------ Data under study ------

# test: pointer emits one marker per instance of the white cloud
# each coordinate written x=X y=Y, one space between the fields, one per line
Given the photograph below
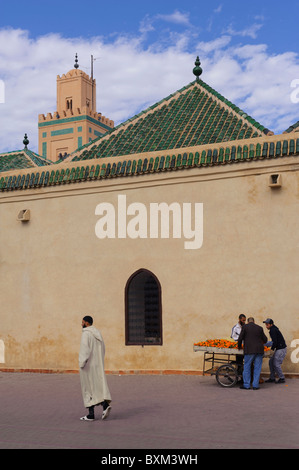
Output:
x=250 y=31
x=177 y=17
x=218 y=9
x=131 y=76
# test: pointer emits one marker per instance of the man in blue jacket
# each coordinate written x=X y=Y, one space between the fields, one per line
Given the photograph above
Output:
x=254 y=338
x=280 y=349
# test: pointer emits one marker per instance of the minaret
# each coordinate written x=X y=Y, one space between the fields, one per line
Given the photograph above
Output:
x=76 y=121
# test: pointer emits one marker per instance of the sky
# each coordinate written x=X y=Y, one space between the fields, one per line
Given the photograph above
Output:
x=144 y=51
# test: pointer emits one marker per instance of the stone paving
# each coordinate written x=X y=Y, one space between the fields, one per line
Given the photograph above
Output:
x=42 y=411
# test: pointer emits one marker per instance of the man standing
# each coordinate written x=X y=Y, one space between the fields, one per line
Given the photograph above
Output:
x=94 y=385
x=254 y=339
x=280 y=349
x=236 y=330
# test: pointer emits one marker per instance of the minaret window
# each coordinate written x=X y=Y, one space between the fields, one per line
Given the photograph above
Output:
x=69 y=103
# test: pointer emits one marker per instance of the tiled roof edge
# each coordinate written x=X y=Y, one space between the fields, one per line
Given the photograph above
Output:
x=231 y=154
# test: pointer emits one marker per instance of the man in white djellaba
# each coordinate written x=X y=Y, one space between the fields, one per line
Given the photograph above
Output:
x=94 y=385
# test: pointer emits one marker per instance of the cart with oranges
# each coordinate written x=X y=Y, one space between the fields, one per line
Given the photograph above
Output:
x=223 y=359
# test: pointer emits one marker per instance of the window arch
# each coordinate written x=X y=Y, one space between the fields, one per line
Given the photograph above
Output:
x=143 y=309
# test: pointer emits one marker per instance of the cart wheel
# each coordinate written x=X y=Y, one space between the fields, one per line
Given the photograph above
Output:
x=227 y=375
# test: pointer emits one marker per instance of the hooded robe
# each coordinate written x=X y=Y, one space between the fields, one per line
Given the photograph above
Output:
x=91 y=362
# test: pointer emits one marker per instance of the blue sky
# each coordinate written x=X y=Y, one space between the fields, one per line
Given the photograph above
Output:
x=145 y=50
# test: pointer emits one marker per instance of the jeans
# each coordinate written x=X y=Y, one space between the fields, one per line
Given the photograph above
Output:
x=275 y=363
x=258 y=362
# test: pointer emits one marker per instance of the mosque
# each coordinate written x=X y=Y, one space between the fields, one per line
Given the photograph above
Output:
x=164 y=228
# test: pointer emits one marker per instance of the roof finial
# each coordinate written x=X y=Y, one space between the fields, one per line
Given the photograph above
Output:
x=76 y=62
x=25 y=141
x=197 y=69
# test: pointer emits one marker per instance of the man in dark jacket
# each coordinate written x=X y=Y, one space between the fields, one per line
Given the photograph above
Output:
x=254 y=338
x=280 y=348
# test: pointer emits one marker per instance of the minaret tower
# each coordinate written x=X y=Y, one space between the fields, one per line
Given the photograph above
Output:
x=76 y=121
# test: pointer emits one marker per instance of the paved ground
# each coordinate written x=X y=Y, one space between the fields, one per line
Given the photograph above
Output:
x=42 y=411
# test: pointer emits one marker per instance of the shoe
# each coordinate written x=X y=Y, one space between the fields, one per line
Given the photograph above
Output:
x=106 y=412
x=280 y=381
x=87 y=418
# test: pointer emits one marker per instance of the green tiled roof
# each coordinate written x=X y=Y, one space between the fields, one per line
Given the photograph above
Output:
x=136 y=167
x=21 y=159
x=293 y=128
x=194 y=115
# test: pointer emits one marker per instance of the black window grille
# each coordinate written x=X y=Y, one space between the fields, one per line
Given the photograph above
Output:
x=143 y=309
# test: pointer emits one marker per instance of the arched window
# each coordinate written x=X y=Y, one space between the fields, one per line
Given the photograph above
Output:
x=143 y=309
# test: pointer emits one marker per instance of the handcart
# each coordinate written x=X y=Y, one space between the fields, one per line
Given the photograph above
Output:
x=225 y=363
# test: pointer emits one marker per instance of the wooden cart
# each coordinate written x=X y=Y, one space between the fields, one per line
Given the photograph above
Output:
x=225 y=363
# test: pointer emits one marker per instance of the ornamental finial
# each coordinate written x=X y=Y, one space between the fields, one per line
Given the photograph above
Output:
x=25 y=141
x=197 y=69
x=76 y=62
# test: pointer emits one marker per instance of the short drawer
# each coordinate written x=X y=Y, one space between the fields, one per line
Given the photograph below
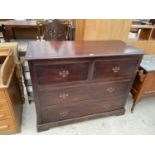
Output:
x=7 y=124
x=113 y=69
x=56 y=73
x=3 y=104
x=2 y=95
x=4 y=114
x=74 y=94
x=82 y=109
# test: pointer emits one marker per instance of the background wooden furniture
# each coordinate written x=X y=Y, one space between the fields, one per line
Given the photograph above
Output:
x=15 y=29
x=13 y=46
x=10 y=97
x=75 y=81
x=111 y=29
x=55 y=31
x=144 y=84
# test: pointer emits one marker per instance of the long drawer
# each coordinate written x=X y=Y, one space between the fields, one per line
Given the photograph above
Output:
x=58 y=73
x=84 y=108
x=90 y=91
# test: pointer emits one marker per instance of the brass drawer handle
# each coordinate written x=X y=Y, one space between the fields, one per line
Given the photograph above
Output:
x=4 y=127
x=63 y=96
x=116 y=69
x=110 y=89
x=64 y=73
x=63 y=114
x=2 y=115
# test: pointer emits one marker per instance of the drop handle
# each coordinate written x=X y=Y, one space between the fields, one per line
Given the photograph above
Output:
x=116 y=69
x=110 y=89
x=4 y=127
x=63 y=96
x=64 y=73
x=63 y=114
x=2 y=115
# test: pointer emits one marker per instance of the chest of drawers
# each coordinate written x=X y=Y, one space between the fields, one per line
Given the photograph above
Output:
x=76 y=81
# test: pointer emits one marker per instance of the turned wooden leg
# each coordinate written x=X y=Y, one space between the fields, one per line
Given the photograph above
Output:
x=133 y=107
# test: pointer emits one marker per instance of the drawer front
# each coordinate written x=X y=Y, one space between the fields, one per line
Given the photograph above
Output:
x=56 y=73
x=2 y=95
x=85 y=92
x=3 y=104
x=83 y=109
x=112 y=69
x=5 y=114
x=7 y=124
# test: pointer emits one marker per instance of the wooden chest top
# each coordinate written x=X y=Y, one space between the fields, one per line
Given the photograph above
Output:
x=72 y=49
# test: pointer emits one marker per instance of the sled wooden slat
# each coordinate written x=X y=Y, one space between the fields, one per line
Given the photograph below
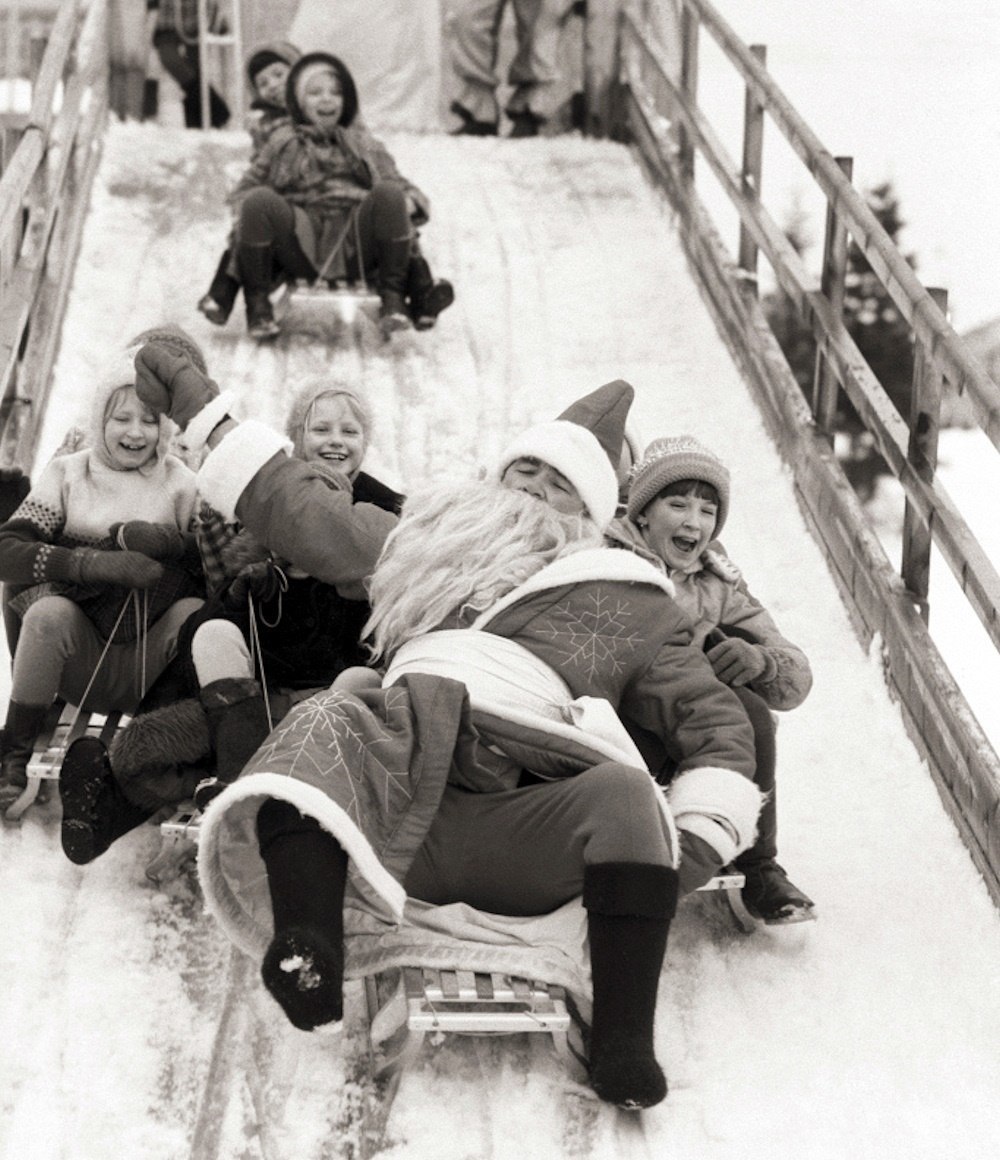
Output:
x=63 y=726
x=461 y=1002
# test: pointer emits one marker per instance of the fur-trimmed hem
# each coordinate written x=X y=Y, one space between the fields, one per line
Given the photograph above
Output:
x=229 y=469
x=718 y=805
x=577 y=567
x=224 y=899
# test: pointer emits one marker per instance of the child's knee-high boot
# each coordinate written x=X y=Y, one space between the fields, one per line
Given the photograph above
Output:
x=95 y=810
x=218 y=303
x=21 y=731
x=629 y=911
x=238 y=723
x=256 y=272
x=427 y=296
x=393 y=260
x=306 y=872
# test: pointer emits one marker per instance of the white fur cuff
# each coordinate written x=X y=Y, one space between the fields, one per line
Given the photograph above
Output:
x=229 y=469
x=207 y=420
x=719 y=805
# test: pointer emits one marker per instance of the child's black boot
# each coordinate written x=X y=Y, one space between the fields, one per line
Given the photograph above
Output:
x=95 y=810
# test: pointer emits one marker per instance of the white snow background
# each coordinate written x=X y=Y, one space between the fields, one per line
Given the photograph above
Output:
x=129 y=1029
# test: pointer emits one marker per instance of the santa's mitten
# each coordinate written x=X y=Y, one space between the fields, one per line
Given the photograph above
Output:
x=169 y=383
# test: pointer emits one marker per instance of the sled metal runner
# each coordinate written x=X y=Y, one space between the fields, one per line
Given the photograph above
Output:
x=63 y=726
x=462 y=1002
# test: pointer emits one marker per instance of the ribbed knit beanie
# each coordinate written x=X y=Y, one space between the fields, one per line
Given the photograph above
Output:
x=585 y=444
x=668 y=461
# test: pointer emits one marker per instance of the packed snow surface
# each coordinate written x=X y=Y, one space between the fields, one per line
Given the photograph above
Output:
x=130 y=1029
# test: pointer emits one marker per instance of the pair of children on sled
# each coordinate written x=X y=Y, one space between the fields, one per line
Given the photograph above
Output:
x=320 y=194
x=551 y=599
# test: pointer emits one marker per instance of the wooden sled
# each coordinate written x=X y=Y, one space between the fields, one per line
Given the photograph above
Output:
x=343 y=301
x=63 y=726
x=405 y=1005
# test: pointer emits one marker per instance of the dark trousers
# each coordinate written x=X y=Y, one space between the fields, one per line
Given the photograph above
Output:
x=268 y=219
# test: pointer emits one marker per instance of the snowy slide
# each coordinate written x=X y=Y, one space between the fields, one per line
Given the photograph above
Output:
x=128 y=1026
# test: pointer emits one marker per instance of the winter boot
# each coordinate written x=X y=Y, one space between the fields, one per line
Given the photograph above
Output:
x=238 y=724
x=160 y=755
x=393 y=261
x=255 y=267
x=629 y=911
x=218 y=303
x=427 y=295
x=772 y=898
x=470 y=125
x=95 y=811
x=524 y=123
x=306 y=871
x=23 y=725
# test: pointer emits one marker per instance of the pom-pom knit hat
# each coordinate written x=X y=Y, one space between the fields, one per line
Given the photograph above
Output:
x=584 y=444
x=270 y=53
x=668 y=461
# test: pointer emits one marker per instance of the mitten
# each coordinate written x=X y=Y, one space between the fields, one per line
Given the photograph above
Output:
x=737 y=661
x=171 y=384
x=159 y=541
x=259 y=580
x=130 y=570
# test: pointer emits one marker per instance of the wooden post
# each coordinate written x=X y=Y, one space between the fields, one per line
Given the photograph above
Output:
x=690 y=26
x=753 y=162
x=825 y=388
x=925 y=427
x=601 y=69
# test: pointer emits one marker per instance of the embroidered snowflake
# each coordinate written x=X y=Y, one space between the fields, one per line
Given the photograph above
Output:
x=593 y=632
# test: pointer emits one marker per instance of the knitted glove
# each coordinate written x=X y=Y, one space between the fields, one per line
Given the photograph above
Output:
x=159 y=541
x=259 y=580
x=171 y=384
x=130 y=570
x=737 y=661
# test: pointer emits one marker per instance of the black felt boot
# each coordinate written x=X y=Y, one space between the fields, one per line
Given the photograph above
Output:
x=218 y=303
x=306 y=872
x=629 y=911
x=427 y=296
x=95 y=811
x=238 y=724
x=256 y=272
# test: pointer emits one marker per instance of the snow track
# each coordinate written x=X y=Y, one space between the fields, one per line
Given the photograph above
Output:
x=128 y=1026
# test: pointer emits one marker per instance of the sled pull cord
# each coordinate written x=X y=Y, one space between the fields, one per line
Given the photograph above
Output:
x=100 y=661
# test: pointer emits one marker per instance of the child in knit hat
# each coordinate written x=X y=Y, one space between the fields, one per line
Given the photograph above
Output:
x=678 y=504
x=304 y=630
x=325 y=188
x=267 y=72
x=100 y=566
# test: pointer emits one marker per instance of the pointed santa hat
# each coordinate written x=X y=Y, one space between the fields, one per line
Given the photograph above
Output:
x=585 y=444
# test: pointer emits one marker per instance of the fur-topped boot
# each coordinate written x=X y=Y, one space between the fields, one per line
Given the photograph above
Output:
x=238 y=720
x=629 y=911
x=95 y=810
x=161 y=755
x=303 y=968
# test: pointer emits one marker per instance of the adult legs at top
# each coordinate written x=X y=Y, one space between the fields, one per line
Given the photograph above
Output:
x=599 y=834
x=182 y=62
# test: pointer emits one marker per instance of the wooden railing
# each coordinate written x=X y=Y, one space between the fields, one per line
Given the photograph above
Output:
x=659 y=111
x=44 y=189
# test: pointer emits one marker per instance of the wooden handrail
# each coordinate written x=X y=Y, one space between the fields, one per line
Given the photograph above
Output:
x=911 y=297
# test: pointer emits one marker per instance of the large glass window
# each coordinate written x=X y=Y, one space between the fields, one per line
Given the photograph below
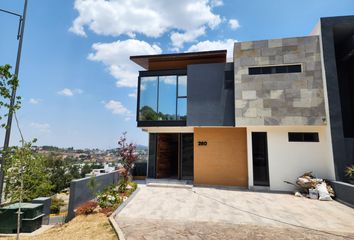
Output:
x=163 y=98
x=167 y=97
x=148 y=98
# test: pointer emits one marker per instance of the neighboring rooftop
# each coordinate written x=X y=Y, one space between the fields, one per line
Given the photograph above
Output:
x=179 y=60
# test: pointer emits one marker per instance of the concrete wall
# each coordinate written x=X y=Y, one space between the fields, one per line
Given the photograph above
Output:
x=209 y=101
x=344 y=192
x=80 y=192
x=289 y=160
x=279 y=99
x=223 y=161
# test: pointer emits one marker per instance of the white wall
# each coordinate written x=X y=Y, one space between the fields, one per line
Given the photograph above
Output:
x=288 y=160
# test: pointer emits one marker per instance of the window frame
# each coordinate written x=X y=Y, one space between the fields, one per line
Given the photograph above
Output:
x=177 y=73
x=315 y=137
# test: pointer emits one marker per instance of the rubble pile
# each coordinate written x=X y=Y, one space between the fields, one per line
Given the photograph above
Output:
x=315 y=188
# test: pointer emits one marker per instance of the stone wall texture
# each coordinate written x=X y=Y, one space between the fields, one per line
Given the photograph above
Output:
x=279 y=99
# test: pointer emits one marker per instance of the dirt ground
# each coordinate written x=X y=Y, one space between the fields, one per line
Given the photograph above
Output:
x=91 y=227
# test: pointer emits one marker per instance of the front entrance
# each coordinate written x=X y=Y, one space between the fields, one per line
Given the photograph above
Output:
x=174 y=156
x=260 y=159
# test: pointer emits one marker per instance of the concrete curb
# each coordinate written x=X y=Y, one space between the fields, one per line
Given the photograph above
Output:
x=40 y=230
x=112 y=219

------

● Required action:
Your task is to restate, word for word, only those lines above that fall between the line holding "# test: pointer emits one marker per instance of the winter" and the line holding "# test: pointer emits one marker per instance of the pom-pom", inclusive.

● Task response:
# test: pointer emits one marker per instance of the winter boot
# each coordinate written x=X y=Y, one space between the fields, one per line
Given the photograph above
Output:
x=238 y=724
x=160 y=755
x=393 y=261
x=255 y=267
x=629 y=911
x=218 y=303
x=427 y=295
x=772 y=898
x=470 y=125
x=95 y=811
x=524 y=123
x=306 y=871
x=23 y=725
# test: pointer emits one marker per instance of the pom-pom knit hat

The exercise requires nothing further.